*Task directions*. Exactly as written, give back every record below.

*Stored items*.
--- START ---
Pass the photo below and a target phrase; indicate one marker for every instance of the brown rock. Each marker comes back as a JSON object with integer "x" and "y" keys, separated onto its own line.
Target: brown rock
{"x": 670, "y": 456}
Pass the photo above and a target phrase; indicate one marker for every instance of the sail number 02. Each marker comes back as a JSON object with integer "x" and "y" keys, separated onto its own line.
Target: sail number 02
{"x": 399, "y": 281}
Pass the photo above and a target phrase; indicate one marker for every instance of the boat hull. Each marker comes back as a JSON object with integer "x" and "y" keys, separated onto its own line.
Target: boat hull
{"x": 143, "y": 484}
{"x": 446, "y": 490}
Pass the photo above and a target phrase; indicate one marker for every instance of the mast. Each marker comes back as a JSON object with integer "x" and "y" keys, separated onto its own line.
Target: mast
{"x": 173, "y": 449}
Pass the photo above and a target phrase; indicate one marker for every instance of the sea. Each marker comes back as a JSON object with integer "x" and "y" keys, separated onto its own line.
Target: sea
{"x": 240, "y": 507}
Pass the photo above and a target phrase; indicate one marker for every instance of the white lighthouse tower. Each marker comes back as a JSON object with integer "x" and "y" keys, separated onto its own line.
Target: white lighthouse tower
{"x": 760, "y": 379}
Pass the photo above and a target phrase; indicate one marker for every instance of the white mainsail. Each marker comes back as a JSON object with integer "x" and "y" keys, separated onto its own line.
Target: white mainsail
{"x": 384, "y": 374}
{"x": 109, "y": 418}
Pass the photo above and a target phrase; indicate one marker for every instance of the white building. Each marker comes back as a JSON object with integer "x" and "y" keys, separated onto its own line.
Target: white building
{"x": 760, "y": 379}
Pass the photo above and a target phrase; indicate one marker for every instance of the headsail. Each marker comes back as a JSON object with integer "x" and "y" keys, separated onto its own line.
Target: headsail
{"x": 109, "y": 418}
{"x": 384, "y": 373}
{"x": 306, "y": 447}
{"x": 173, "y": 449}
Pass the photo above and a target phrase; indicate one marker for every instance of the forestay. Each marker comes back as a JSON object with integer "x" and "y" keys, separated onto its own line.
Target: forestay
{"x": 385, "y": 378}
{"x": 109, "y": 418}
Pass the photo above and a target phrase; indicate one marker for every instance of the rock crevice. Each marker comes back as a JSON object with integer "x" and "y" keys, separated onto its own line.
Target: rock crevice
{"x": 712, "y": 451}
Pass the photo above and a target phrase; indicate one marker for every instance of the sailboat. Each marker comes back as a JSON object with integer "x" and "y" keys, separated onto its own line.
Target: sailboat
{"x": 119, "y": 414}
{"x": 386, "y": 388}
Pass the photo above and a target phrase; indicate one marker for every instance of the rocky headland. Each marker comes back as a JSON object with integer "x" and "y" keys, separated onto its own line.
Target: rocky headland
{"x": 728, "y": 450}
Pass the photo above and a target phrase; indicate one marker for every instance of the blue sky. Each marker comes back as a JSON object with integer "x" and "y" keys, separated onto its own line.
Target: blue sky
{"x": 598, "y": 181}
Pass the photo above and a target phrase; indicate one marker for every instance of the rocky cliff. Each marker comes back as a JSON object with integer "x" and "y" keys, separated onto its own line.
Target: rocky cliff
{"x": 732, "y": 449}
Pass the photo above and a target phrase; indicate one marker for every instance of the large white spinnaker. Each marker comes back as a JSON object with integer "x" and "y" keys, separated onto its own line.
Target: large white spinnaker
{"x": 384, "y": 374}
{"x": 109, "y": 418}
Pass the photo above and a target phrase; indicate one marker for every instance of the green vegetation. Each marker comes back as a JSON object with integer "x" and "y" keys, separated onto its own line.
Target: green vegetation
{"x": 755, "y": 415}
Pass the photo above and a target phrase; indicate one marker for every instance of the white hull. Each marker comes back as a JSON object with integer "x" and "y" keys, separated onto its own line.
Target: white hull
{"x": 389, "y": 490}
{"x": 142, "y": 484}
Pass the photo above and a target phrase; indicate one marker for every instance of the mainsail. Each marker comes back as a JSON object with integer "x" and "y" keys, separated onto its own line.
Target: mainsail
--- END ---
*Response area*.
Pass the photo below and a target phrase; indicate one marker for every instance of the brown rock. Each marker comes back as a JSON object with integer "x" and "y" keys, separated onto its own line.
Target: brown rock
{"x": 670, "y": 456}
Pass the photo above and a target phrase; indicate one marker for every instance of the sail number 02. Each marker comes back as a JSON object with integer "x" and "y" keys, separated onto its own line.
Target: sail number 02
{"x": 399, "y": 281}
Pass the photo above and a target phrase; indicate one marker for every instance of the boat hull. Each marker comes back as a JSON object with integer "x" and "y" keys, separated onto its own line.
Target: boat hull
{"x": 143, "y": 484}
{"x": 446, "y": 490}
Pass the photo above and a target phrase; indicate one marker for every instance of the mast. Each marker comes back as a JSON object with integer "x" and "y" keys, separated onto its own line.
Target: mast
{"x": 173, "y": 449}
Pass the photo above and a target phrase; indicate one marker for every instance of the sea. Each marker comes back as a JSON object with integer "x" and "y" keys, separated onto its own line.
Target: sea
{"x": 240, "y": 507}
Pass the photo above and a target phrase; indicate one marker for every instance of the white lighthouse tower. Each marker comes back as a JSON object with integer "x" and "y" keys, separated onto its own line.
Target: white lighthouse tower
{"x": 760, "y": 379}
Pass the photo above and a target phrase; indicate one marker for every instance of the white mainsail. Each marker comes back as a JSON object with integer "x" and "y" keys, separated onto its own line.
Target: white mainsail
{"x": 384, "y": 374}
{"x": 109, "y": 418}
Pass the photo above and a target phrase; indicate one marker for every instance of the white building. Each marker comes back as a JSON object with integer "x" and "y" keys, separated onto its own line.
Target: white building
{"x": 760, "y": 379}
Pass the photo above and a target phrase; indicate one marker for every instance of the headsail. Each marker comes back as a JSON object with integer "x" and "y" keys, separated onto its own line.
Target: headsail
{"x": 109, "y": 418}
{"x": 384, "y": 373}
{"x": 306, "y": 447}
{"x": 173, "y": 449}
Pass the photo above and a target phrase; indicate one marker for every instance of the forestay. Each marker comes back as a JSON object with integer "x" and "y" keys, separated onto its own line.
Target: forestay
{"x": 385, "y": 378}
{"x": 109, "y": 418}
Pass the photo above and a target phrase; indicate one marker for every instance of the rock crevice. Each marker comes back as a JSON object with integer "x" and "y" keys, separated onto its own line.
Target: rock crevice
{"x": 712, "y": 451}
Pass the photo above and a target phrase; indicate one marker for every instance of the sailboat. Each marker comes back as a JSON object with integer "x" and "y" keys, separated onto its own line.
Target: sailboat
{"x": 119, "y": 414}
{"x": 386, "y": 388}
Pass the photo above and a target phrase; indicate one marker for every instance of the rocky headland. Each marker comes back as a JSON object with integer "x" and "y" keys, separated onto its own line.
Target: rocky headland
{"x": 728, "y": 450}
Pass the photo above and a target phrase; indicate one marker for every instance of the blue sky. Each marker comes back as a JSON object with integer "x" and "y" keys, separated onto its own line.
Target: blue sky
{"x": 598, "y": 181}
Pass the photo above and a target phrase; indicate one marker for every instance of the rocky cliff. Each marker comes back as a JSON object with integer "x" and "y" keys, separated onto its own line.
Target: rocky cliff
{"x": 732, "y": 449}
Pass the photo above and a target phrase; indicate one marker for every instance of the large white spinnaker. Each marker comes back as a JSON object with integer "x" and "y" keys, separated onto its own line.
Target: large white spinnaker
{"x": 384, "y": 374}
{"x": 109, "y": 418}
Pass the photo above and a target phrase; indicate one marker for every instance of the green vegetation. Each marker comes back as a JSON object with integer "x" and "y" keys, separated onto its own line.
Target: green vegetation
{"x": 755, "y": 415}
Pass the photo above and a target phrase; indicate one marker for every instance of the white hull. Each marker comes back as a JSON object with integer "x" and "y" keys, separated onto its own line.
Target: white hull
{"x": 389, "y": 490}
{"x": 142, "y": 484}
Pass the photo above and a target phrase; indicate one marker for every instance of the mainsail. Each marker comes back as a JSON object with integer "x" and "y" keys, separated onto its own line.
Target: mainsail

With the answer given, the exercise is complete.